- _Отрывок для чтения_
Не помню, сколько мне было лет, когда отец стал подолгу работать дома — вязать носки на специальной машинке. Он все время крутил ее ручку (машинка была с ручным приводом), что-то проделывал с нитками и спицами и вел со мной разного рода беседы, рассказывал. Особенно много о революции. Мне она казалась чем-то очень далеким, а для него только пятнадцать лет прошло (я уже в эмиграции семнадцать). Больше всего ему нравилась Февральская бескровная, принесшая свободу всем и равноправие евреям. Рассказывал он о Гражданской войне и о Троцком. От него я узнал, что Троцкий был хорошим оратором, организатором Красной Армии, но теперь выслан, потому что у него другие взгляды. Это меня очень огорчило. Как же так — ведь настоящий революционер, в главном за «нас», и вдруг такая незадача. Я высказывал мудрую надежду, что он исправится и вернется.

- _Предоставленные записи_
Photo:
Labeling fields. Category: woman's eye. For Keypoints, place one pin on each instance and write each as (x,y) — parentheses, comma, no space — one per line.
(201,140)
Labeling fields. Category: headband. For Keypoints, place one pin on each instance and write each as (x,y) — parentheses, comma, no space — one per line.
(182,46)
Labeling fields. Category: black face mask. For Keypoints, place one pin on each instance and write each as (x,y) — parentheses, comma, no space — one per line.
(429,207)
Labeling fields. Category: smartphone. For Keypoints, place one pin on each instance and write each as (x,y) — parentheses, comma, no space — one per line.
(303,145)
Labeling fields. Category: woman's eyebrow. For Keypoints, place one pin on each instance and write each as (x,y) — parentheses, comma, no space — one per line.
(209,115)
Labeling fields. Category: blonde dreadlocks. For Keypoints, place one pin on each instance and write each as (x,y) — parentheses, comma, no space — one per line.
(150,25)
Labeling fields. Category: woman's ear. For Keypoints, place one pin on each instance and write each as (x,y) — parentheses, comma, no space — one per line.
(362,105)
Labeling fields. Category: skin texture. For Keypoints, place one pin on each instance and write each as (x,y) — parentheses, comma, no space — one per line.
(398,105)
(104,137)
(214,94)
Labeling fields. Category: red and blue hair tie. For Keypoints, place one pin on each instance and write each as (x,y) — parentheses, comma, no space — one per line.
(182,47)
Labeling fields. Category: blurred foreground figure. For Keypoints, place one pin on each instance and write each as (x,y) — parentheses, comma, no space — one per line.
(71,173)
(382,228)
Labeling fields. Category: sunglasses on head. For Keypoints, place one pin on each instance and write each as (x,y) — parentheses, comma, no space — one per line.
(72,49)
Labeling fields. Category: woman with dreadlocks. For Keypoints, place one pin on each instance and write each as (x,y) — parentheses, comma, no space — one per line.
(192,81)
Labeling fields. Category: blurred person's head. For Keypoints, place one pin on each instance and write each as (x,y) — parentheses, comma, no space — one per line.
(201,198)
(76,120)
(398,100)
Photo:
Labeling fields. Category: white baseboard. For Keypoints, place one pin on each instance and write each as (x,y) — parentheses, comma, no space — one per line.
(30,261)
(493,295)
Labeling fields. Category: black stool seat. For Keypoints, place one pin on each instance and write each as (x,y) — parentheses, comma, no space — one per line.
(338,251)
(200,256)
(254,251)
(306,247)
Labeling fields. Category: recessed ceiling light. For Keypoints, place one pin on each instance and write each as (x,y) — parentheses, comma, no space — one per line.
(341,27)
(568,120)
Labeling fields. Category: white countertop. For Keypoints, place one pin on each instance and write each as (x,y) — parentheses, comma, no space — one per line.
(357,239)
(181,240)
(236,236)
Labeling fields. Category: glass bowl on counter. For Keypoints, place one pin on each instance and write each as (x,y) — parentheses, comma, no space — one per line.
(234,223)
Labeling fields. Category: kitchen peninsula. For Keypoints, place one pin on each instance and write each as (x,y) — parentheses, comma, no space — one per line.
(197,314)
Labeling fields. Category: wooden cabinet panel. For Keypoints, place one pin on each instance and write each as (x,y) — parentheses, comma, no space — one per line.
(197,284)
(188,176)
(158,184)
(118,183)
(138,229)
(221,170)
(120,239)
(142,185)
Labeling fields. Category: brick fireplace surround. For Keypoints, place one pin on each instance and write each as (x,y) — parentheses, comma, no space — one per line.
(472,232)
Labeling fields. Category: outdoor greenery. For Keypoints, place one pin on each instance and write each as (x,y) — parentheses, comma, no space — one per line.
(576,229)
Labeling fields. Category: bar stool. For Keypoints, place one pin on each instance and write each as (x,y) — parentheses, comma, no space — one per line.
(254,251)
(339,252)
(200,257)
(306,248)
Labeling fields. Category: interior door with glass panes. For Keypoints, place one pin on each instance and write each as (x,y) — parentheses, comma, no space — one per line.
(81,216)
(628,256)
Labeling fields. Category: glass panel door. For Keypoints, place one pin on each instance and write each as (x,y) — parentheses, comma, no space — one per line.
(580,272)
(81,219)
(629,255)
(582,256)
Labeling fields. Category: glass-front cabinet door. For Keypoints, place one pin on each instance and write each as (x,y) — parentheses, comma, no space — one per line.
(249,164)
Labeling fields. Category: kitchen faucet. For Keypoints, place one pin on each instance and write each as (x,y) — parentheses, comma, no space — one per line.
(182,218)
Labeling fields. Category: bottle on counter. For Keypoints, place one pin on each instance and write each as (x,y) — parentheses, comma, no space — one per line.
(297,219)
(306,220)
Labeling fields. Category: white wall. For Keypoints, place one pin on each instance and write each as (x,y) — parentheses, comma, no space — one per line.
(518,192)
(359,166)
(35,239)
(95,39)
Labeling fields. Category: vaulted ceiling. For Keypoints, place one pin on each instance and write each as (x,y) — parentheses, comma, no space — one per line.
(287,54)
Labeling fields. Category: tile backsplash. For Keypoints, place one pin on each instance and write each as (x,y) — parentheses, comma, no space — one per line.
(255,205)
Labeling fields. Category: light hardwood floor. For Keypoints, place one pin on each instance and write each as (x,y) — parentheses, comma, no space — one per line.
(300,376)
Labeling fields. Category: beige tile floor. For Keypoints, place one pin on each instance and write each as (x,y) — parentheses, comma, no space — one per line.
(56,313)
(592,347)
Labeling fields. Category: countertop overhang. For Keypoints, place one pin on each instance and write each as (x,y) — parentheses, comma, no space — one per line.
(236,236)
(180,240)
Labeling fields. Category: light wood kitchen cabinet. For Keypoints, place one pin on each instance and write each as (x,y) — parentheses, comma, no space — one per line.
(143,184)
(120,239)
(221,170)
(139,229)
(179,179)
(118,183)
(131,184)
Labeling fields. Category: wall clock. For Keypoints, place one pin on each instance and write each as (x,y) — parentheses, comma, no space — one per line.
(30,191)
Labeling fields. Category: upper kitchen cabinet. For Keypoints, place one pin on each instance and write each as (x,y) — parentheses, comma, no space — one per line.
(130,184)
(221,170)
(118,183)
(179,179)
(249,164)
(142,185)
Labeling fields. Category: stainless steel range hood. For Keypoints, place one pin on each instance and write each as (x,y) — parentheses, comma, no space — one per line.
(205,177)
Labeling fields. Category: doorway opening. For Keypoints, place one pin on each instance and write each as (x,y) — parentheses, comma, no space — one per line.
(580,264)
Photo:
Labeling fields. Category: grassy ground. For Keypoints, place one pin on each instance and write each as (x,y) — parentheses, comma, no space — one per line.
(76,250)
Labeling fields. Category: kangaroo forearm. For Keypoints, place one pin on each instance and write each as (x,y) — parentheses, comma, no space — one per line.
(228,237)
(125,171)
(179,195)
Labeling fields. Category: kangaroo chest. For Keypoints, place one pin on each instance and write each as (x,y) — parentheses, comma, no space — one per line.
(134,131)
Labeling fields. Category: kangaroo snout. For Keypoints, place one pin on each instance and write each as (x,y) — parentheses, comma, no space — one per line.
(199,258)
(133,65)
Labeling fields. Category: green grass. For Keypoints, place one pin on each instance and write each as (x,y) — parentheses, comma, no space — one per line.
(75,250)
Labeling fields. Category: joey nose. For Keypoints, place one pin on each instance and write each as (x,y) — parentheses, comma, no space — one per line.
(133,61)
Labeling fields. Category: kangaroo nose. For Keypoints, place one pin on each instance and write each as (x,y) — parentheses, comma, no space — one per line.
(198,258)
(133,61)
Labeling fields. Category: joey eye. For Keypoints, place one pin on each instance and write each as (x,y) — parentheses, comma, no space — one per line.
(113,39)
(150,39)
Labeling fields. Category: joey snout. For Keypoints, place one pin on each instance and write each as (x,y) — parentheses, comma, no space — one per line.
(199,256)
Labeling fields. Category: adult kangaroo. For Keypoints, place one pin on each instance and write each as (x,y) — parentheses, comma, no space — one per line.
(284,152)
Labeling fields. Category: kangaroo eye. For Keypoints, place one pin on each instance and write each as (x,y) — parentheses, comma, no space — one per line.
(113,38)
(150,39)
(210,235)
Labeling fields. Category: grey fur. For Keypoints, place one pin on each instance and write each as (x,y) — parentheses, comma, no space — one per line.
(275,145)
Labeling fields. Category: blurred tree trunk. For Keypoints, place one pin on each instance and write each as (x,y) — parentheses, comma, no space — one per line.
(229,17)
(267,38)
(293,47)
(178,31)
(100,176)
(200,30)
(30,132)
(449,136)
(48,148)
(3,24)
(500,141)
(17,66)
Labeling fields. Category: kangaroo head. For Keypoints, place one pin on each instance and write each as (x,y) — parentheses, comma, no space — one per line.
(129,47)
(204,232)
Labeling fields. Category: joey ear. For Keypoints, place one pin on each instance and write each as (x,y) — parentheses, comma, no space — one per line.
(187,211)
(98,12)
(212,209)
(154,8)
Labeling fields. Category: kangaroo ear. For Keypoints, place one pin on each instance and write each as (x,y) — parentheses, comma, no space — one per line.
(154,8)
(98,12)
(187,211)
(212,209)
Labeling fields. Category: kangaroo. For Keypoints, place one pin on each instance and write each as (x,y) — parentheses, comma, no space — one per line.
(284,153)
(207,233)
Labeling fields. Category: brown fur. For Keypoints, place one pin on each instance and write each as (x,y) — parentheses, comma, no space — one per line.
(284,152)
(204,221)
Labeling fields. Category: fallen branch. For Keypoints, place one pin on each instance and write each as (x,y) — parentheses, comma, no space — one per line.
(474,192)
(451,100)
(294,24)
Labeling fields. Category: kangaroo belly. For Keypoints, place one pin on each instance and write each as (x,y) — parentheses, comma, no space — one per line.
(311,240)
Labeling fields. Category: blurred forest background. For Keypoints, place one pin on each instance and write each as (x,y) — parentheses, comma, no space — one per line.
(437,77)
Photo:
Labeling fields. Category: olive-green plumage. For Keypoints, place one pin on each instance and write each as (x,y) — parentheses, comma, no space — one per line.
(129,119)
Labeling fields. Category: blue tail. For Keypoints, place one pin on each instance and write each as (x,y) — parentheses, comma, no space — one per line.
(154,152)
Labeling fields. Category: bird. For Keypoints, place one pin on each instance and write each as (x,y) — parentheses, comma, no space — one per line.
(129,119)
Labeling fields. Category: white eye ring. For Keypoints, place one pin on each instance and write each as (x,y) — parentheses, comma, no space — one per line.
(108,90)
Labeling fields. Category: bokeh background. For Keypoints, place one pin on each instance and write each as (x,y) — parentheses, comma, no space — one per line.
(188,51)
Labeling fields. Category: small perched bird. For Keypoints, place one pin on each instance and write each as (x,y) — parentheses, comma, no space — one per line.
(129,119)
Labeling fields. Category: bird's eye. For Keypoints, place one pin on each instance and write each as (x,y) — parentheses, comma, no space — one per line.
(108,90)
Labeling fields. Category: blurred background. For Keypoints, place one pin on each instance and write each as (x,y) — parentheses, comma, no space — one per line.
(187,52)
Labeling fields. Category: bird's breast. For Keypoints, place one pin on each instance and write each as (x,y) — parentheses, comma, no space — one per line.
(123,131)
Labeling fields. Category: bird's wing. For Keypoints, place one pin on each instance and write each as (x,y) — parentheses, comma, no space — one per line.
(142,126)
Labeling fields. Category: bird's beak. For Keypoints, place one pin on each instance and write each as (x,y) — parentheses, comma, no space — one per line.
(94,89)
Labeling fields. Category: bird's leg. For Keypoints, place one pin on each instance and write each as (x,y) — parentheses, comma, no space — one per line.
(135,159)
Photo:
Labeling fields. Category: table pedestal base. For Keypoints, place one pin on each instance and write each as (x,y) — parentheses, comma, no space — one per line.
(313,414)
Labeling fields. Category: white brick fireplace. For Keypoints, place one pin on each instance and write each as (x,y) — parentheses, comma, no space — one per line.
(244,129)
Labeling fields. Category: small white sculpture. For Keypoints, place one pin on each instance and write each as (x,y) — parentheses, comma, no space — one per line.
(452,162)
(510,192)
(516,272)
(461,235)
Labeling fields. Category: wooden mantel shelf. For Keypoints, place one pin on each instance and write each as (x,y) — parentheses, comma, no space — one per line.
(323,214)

- _Задачи для решения_
(A) Опираясь на отрывок о беседах с отцом, объясните в одном–трех предложениях, почему рассказчика огорчило известие о высылке Троцкого.
(B) Продолжите отрывок о беседах с отцом, начав сразу после его последнего предложения.
Записи никак не связаны с отрывком.

- _Результаты выполнения_
(A) Рассказчик считал Троцкого настоящим революционером, который в главном был за «нас». Поэтому его высылку из-за других взглядов рассказчик воспринял как досадную незадачу.

(B)
Отец обычно разговаривал со мной как со взрослым, пытаясь серьезно, объективно разобраться во всем, что знал и помнил, но тут он промолчал. Не из осторожности — разговор по тем временам не был опасным: Троцкий уже считался оппортунистом, но еще не врагом, не шпионом и предателем. Просто попробуй объясни такое ребенку. Да и вообще откуда ему было знать кремлевскую кухню? Но чувствовалось, что такой идиллический исход внутрипартийной свары ему не кажется реальным. Теперь я понимаю, что судьба Троцкого его вообще мало интересовала. Свою фразу о «красивой» идее, от которой люди на улицах умирают, он высказал тоже здесь, сидя за этой машинкой. Из большевиков он отдавал предпочтение скорее Бухарину, поскольку тот был ближе к здравому смыслу. Он подписывался на «Известия», которые редактировал Бухарин, и считал эту газету самой культурной. Я же про Бухарина ничего не знал, а культурностью и вовсе не интересовался — в пролетарских детских журналах она не котировалась (другое дело — положительные знания, в которых сила). Но — западало. Западало и запало. И с тех пор плакатное изображение истории меня раздражало и отталкивало. Всегда, даже в краткий период моего сталинизма, предохранило от растворения в идиотизме сталинщины. Должен сказать, что умению быть объективным, стремиться понять другую сторону, просто других людей, без которого не существует ни художника, ни личности вообще, я научился — пусть не сразу и не только — именно у отца.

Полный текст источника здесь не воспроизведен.